_Quesito breve A_
Quali piazze vengono citate nell'estratto come semplici spazi pubblici diventati un bene collettivo urbano?
_Quesito breve B_
Stabilisci se ciascuna delle affermazioni seguenti concorda con l'estratto, rispondendo sì o no e citando le parole decisive: (i) il concetto di "pubblico" resta legato ai dispositivi statuali; (ii) la città è tale soltanto per la sua conformazione geografica; (iii) la piazza e la strada sono unicamente luoghi della rivolta.

======== Estratto ========

Nel libro Città ribelli l’autore riflette sulle ultime mobilitazioni urbane e indica nell’azione politica diretta dei movimenti sociali il nodo cruciale per l’essenza “comune” che ha come posta in gioco il “diritto alla città”: «piazza Syntagma ad Atene, piazza Tahrir al Cairo e Plaça de Catalunya a Barcellona erano semplici spazi pubblici. Sono diventate un bene collettivo urbano quando le persone le hanno occupate per esprimere le loro visioni politiche e avanzare le proprie richieste. La strada è uno spazio pubblico che, nel corso della storia, l’azione sociale ha via via trasformato in un bene comune del movimento rivoluzionario o in un luogo di sanguinosa repressione».
L’uso comune, il riutilizzo comune di uno spazio sono poste in gioco di un conflitto costante. Il concetto di “comune” è una relazione socio-politica che si attiva e nasce dentro processi emancipativi di riappropriazione collettiva, mentre il concetto di “pubblico” rimane ancora troppo ancorato ai gangli dei dispositivi statuali. È nel solco di questo lavoro “comune” che si costituisce il “diritto alla città”. La città è tale non solo per una conformazione geografica o urbanistica, ma per la costruzione comune tessuta dagli abitanti. La piazza, la strada diventano beni comuni urbani nella loro dilatazione simbolica ma anche pratica dell’azione politica comune. La piazza e la strada sono il luogo della rivolta, della presa di parola degli esclusi, ma anche il luogo della loro repressione attraverso la violenza diretta o la neutralizzazione dello spirito critico attuata dai dispositivi spettacolari e fascinatori del capitalismo.

======== Elenco voci ========

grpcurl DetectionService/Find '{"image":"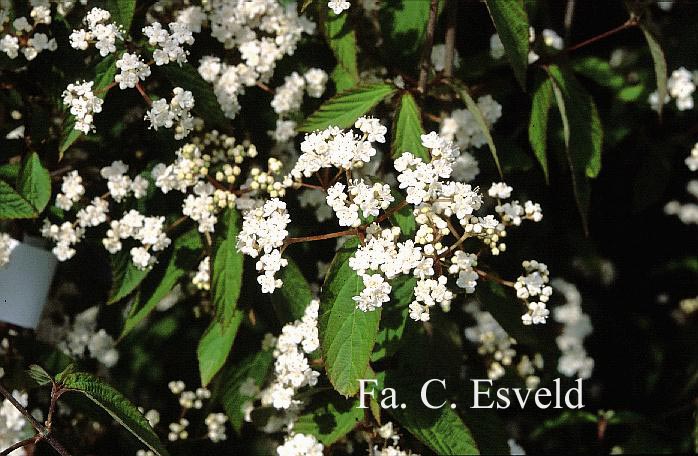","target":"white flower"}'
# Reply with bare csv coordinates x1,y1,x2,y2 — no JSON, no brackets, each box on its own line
327,0,351,14
114,52,150,90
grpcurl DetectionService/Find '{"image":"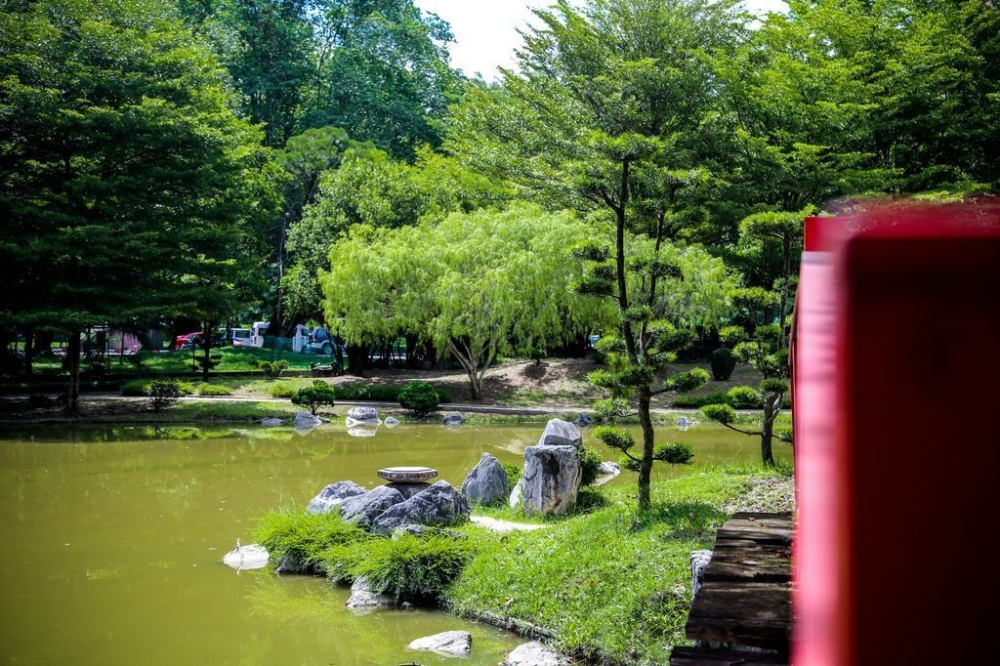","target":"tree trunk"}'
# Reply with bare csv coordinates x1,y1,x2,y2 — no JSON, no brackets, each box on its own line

========

_Risposta completa A_
Piazza Syntagma ad Atene, piazza Tahrir al Cairo e Plaça de Catalunya a Barcellona.

_Risposta completa B_
(i) Sì: «il concetto di “pubblico” rimane ancora troppo ancorato ai gangli dei dispositivi statuali».
(ii) No: «La città è tale non solo per una conformazione geografica o urbanistica, ma per la costruzione comune tessuta dagli abitanti».
(iii) No: «La piazza e la strada sono il luogo della rivolta, della presa di parola degli esclusi, ma anche il luogo della loro repressione».